## What is required
Starting at the line that contains "Note: point out the woman's", print every remaining line of the entries, unchanged, and output nothing more.

## Supplied records
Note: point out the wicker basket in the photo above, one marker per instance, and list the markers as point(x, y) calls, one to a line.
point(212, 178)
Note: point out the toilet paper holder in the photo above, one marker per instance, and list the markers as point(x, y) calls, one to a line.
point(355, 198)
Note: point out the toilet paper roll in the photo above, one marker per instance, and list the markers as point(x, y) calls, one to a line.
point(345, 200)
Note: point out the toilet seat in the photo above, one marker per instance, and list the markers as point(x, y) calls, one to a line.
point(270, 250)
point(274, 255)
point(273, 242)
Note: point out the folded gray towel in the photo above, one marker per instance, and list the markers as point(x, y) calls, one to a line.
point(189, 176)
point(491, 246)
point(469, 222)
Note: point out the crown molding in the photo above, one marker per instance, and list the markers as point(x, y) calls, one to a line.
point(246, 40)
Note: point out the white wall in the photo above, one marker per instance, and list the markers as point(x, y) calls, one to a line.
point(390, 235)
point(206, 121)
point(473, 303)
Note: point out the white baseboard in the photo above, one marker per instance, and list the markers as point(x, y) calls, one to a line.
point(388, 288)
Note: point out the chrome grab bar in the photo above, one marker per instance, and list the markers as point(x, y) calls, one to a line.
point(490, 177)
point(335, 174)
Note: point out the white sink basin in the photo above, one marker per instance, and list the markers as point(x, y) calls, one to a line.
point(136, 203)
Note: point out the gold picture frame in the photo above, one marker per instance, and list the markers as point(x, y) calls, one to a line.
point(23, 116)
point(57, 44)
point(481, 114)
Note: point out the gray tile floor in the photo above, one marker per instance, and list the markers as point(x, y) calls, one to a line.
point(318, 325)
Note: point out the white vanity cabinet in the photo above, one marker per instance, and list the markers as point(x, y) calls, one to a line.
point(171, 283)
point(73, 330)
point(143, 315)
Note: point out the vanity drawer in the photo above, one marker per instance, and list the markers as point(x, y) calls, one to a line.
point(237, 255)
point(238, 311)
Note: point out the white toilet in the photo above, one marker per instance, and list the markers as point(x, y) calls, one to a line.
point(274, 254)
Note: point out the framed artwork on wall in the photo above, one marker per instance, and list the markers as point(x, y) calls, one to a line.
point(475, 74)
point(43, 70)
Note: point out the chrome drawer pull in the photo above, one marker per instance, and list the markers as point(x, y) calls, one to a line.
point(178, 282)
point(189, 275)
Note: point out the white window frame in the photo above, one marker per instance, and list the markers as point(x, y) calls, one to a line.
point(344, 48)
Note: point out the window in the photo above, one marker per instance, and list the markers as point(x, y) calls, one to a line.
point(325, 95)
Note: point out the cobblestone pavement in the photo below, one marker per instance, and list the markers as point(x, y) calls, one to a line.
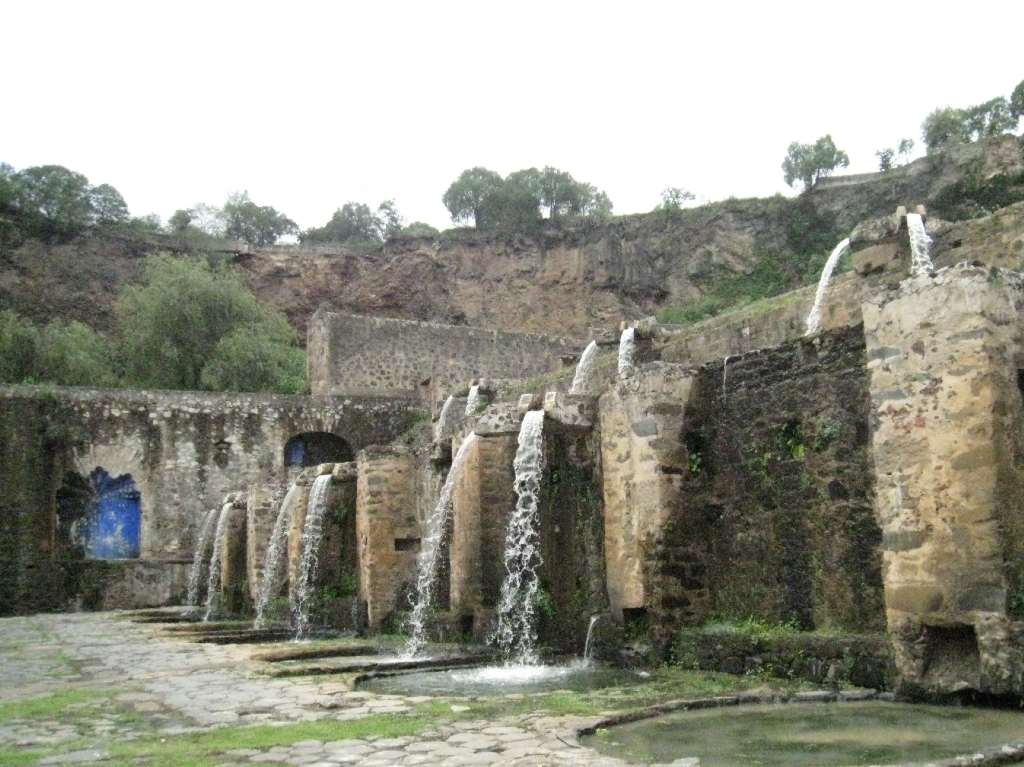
point(170, 686)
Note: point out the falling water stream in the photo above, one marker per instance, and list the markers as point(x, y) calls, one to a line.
point(312, 536)
point(627, 351)
point(814, 316)
point(585, 369)
point(426, 576)
point(276, 558)
point(921, 245)
point(216, 554)
point(516, 632)
point(201, 557)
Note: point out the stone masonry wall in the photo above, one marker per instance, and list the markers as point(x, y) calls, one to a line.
point(944, 354)
point(372, 356)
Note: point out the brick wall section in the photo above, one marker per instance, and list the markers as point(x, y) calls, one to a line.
point(354, 355)
point(385, 512)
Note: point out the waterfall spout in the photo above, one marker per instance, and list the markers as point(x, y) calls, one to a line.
point(427, 560)
point(312, 536)
point(474, 401)
point(585, 368)
point(516, 632)
point(814, 316)
point(216, 553)
point(921, 245)
point(201, 557)
point(627, 351)
point(276, 558)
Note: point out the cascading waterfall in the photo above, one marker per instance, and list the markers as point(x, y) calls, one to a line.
point(217, 552)
point(627, 351)
point(276, 558)
point(201, 557)
point(312, 536)
point(516, 632)
point(430, 547)
point(585, 368)
point(921, 245)
point(473, 400)
point(814, 317)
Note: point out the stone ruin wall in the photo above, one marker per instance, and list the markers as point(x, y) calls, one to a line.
point(352, 355)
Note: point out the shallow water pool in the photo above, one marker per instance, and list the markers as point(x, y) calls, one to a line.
point(805, 734)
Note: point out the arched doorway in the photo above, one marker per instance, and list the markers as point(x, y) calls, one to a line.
point(312, 448)
point(100, 515)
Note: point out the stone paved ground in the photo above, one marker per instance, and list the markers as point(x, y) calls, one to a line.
point(120, 683)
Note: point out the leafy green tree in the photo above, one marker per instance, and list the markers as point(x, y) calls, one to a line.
point(172, 324)
point(74, 354)
point(257, 359)
point(808, 163)
point(467, 197)
point(18, 348)
point(259, 225)
point(1017, 100)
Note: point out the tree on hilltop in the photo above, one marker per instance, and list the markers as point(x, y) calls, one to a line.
point(809, 163)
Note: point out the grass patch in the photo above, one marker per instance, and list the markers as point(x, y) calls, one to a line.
point(57, 706)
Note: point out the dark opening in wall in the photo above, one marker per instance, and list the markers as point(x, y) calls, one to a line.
point(951, 654)
point(313, 448)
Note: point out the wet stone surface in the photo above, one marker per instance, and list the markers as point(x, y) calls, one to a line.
point(121, 683)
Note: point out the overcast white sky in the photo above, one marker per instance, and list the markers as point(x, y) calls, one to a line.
point(310, 104)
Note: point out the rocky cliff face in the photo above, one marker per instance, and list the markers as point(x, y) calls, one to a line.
point(563, 281)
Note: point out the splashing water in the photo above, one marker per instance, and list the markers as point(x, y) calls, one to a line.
point(201, 557)
point(474, 401)
point(427, 560)
point(276, 557)
point(516, 632)
point(216, 554)
point(813, 324)
point(585, 368)
point(627, 351)
point(312, 536)
point(921, 245)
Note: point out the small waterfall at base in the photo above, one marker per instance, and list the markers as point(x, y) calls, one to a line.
point(590, 632)
point(213, 578)
point(427, 560)
point(813, 324)
point(585, 368)
point(201, 557)
point(627, 351)
point(516, 632)
point(275, 559)
point(921, 245)
point(312, 536)
point(474, 400)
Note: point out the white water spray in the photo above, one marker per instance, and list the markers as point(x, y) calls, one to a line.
point(921, 245)
point(627, 351)
point(814, 316)
point(516, 632)
point(430, 547)
point(585, 368)
point(201, 557)
point(216, 554)
point(275, 559)
point(474, 400)
point(312, 536)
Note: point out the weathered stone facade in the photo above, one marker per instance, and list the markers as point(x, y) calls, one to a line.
point(374, 356)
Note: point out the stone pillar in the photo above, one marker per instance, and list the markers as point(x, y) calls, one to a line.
point(387, 529)
point(643, 462)
point(483, 500)
point(943, 355)
point(233, 582)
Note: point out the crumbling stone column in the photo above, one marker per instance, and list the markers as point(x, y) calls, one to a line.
point(387, 529)
point(943, 355)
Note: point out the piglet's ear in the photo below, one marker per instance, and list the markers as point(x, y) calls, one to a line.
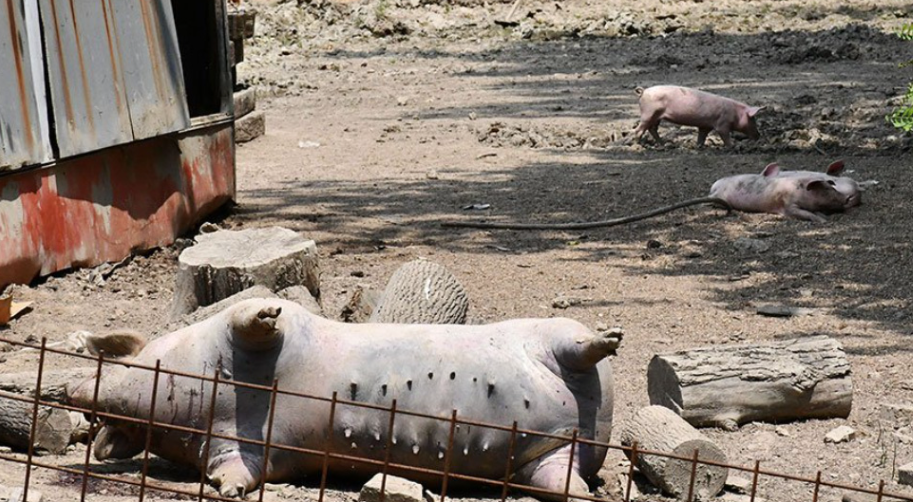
point(772, 169)
point(835, 168)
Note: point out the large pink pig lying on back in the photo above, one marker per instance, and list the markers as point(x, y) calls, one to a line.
point(691, 107)
point(805, 195)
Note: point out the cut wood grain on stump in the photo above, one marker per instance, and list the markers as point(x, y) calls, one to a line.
point(226, 262)
point(52, 433)
point(659, 429)
point(422, 292)
point(726, 386)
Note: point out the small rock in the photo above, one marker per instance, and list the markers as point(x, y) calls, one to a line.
point(905, 474)
point(737, 484)
point(395, 490)
point(564, 302)
point(782, 311)
point(841, 434)
point(748, 245)
point(737, 497)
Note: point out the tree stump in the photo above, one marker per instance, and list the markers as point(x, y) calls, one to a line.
point(53, 431)
point(726, 386)
point(659, 429)
point(226, 262)
point(422, 292)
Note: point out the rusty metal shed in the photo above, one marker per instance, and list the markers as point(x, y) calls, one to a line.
point(116, 128)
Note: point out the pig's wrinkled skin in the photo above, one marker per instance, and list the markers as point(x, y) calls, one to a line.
point(691, 107)
point(805, 195)
point(549, 375)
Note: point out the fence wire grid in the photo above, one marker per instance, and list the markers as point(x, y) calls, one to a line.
point(85, 473)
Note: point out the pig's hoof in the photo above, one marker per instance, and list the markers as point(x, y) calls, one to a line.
point(254, 326)
point(236, 490)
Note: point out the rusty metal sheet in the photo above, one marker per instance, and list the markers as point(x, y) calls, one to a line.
point(87, 88)
point(23, 115)
point(151, 63)
point(104, 205)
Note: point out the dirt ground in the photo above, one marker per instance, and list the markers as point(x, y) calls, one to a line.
point(386, 118)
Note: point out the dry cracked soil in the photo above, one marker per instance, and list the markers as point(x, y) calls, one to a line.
point(385, 118)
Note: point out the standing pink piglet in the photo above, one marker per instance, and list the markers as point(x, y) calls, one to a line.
point(691, 107)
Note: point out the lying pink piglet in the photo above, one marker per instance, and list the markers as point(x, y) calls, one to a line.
point(805, 195)
point(691, 107)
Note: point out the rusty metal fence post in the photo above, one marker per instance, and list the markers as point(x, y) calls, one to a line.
point(34, 428)
point(155, 388)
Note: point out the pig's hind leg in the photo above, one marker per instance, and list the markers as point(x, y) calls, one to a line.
point(802, 214)
point(549, 472)
point(649, 121)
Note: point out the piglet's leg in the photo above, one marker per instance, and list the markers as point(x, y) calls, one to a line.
point(254, 325)
point(724, 135)
point(549, 472)
point(702, 136)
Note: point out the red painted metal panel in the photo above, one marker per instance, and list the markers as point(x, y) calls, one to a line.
point(102, 206)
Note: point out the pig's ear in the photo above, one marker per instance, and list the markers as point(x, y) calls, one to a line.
point(772, 169)
point(835, 168)
point(820, 186)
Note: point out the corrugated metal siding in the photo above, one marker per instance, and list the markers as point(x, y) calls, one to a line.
point(114, 72)
point(151, 60)
point(23, 115)
point(103, 206)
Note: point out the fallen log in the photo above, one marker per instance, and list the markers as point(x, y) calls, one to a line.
point(422, 292)
point(725, 386)
point(53, 431)
point(659, 429)
point(53, 382)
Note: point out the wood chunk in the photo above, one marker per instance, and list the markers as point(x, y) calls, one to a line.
point(245, 102)
point(250, 127)
point(360, 305)
point(53, 382)
point(422, 292)
point(659, 429)
point(52, 433)
point(226, 262)
point(723, 386)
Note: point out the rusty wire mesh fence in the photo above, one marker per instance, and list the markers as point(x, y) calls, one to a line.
point(383, 465)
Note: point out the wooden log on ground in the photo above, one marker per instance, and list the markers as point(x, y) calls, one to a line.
point(725, 386)
point(422, 292)
point(226, 262)
point(53, 382)
point(659, 429)
point(52, 433)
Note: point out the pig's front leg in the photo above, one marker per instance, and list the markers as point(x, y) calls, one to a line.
point(724, 135)
point(234, 474)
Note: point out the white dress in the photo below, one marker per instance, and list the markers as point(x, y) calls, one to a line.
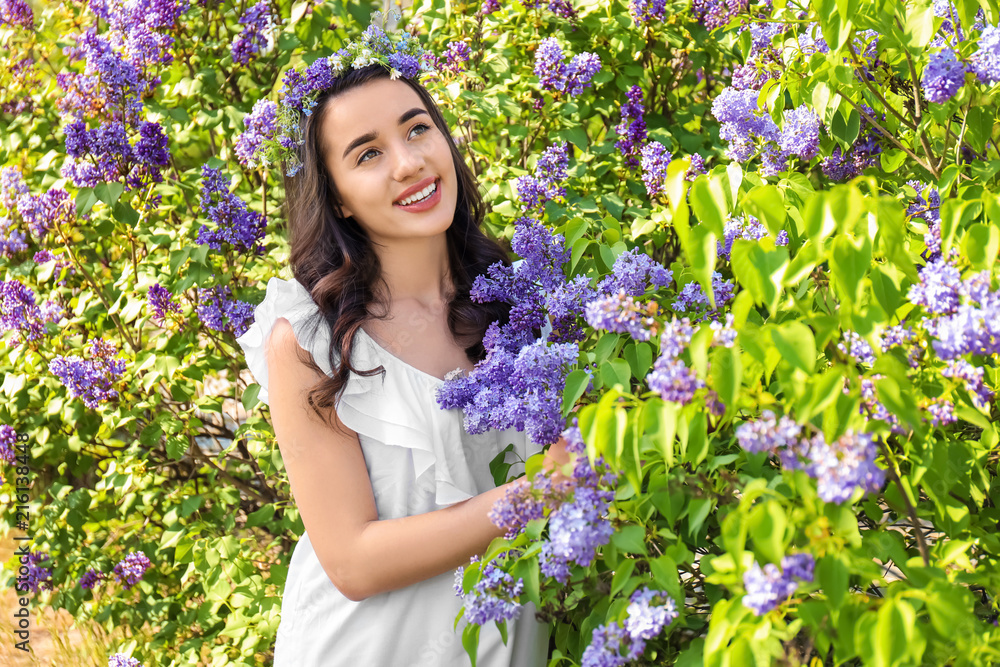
point(419, 458)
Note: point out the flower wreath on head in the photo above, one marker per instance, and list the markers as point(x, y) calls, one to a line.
point(274, 130)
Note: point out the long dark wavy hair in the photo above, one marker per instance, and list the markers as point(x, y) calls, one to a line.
point(332, 256)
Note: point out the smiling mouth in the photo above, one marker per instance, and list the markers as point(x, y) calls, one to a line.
point(423, 195)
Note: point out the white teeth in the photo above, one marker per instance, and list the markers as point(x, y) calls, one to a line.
point(423, 194)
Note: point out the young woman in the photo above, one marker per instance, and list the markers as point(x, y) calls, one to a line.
point(384, 224)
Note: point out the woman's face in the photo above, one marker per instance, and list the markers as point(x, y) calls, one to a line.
point(392, 166)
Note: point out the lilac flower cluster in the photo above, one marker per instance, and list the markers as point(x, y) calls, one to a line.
point(254, 38)
point(973, 379)
point(131, 569)
point(941, 411)
point(122, 660)
point(739, 227)
point(524, 501)
point(717, 13)
point(632, 128)
point(648, 11)
point(839, 467)
point(943, 77)
point(614, 644)
point(769, 586)
point(670, 376)
point(493, 596)
point(261, 126)
point(20, 313)
point(235, 224)
point(634, 271)
point(16, 13)
point(8, 439)
point(654, 162)
point(986, 61)
point(857, 348)
point(91, 578)
point(692, 298)
point(839, 166)
point(556, 75)
point(37, 577)
point(106, 154)
point(543, 185)
point(620, 313)
point(220, 312)
point(91, 380)
point(161, 301)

## Exercise answer
Note: point out the woman's face in the photo above, one marker per instance, and list the markers as point(x, y) calls, one to a line.
point(392, 166)
Note: point out the lilac flower cluster in the photo above, one marker per instance, and list the markers as point(x, y) calls, one to a line.
point(254, 38)
point(973, 379)
point(131, 569)
point(941, 411)
point(122, 660)
point(739, 227)
point(524, 501)
point(717, 13)
point(632, 128)
point(648, 11)
point(839, 467)
point(943, 77)
point(614, 644)
point(769, 586)
point(670, 376)
point(493, 596)
point(261, 126)
point(20, 313)
point(235, 224)
point(634, 271)
point(16, 13)
point(8, 439)
point(654, 162)
point(986, 61)
point(857, 348)
point(91, 578)
point(692, 298)
point(839, 166)
point(556, 75)
point(37, 577)
point(106, 154)
point(543, 185)
point(620, 313)
point(220, 312)
point(91, 380)
point(161, 301)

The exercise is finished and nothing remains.